• Problem description
Among the lines of the records, count those containing the word "clicks", then give the number alone.

(Stored records)
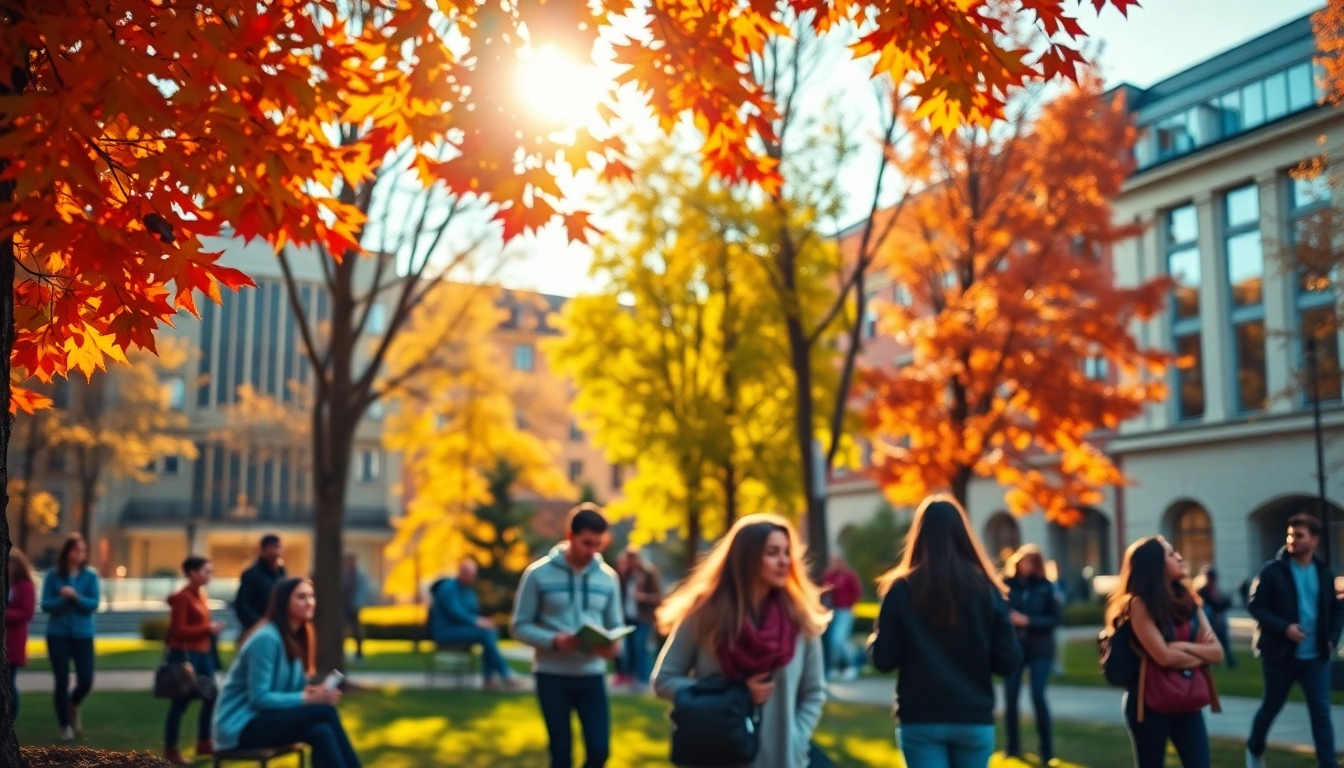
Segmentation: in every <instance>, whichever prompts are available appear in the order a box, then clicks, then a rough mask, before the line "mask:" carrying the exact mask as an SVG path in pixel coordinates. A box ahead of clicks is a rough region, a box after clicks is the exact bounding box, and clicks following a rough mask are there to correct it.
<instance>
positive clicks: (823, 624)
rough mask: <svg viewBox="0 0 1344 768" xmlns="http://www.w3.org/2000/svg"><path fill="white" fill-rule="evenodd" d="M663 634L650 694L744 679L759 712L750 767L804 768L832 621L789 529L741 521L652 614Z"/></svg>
mask: <svg viewBox="0 0 1344 768" xmlns="http://www.w3.org/2000/svg"><path fill="white" fill-rule="evenodd" d="M657 619H659V628H660V631H663V632H665V633H669V638H668V642H667V644H665V646H664V647H663V654H661V655H660V656H659V662H657V667H656V668H655V670H653V690H655V691H657V694H659V695H660V697H663V698H665V699H668V701H673V699H676V694H677V693H679V691H680V690H681V689H685V687H689V686H692V685H695V682H696V681H698V679H704V678H710V677H715V675H723V677H727V678H728V679H732V681H742V682H745V683H746V686H747V689H749V690H750V691H751V698H753V701H755V703H757V705H758V706H761V729H759V730H758V738H759V741H758V744H759V751H758V752H757V757H755V761H753V763H751V765H753V767H754V768H806V767H808V760H809V752H810V741H812V733H813V732H814V730H816V728H817V722H820V721H821V707H823V705H824V703H825V701H827V691H825V668H824V667H825V664H824V663H823V651H821V633H823V632H824V631H825V628H827V620H828V619H829V616H828V612H827V609H825V608H824V607H823V605H821V593H820V589H818V588H817V586H816V585H814V584H812V581H810V580H809V578H808V574H806V569H805V565H804V553H802V546H801V543H800V542H798V535H797V533H796V531H794V530H793V526H792V525H790V523H789V522H788V521H785V519H784V518H780V516H775V515H747V516H745V518H742V519H739V521H738V522H737V525H734V526H732V530H730V531H728V534H727V535H726V537H723V538H722V539H720V541H719V543H718V545H715V547H714V550H711V551H710V554H707V555H706V557H704V560H702V561H700V564H699V565H696V568H695V570H694V572H692V573H691V576H688V577H687V580H685V581H684V582H683V584H681V586H680V588H677V590H676V592H673V593H672V594H671V596H668V599H667V601H665V603H664V604H663V607H661V608H660V609H659V612H657Z"/></svg>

• Output
2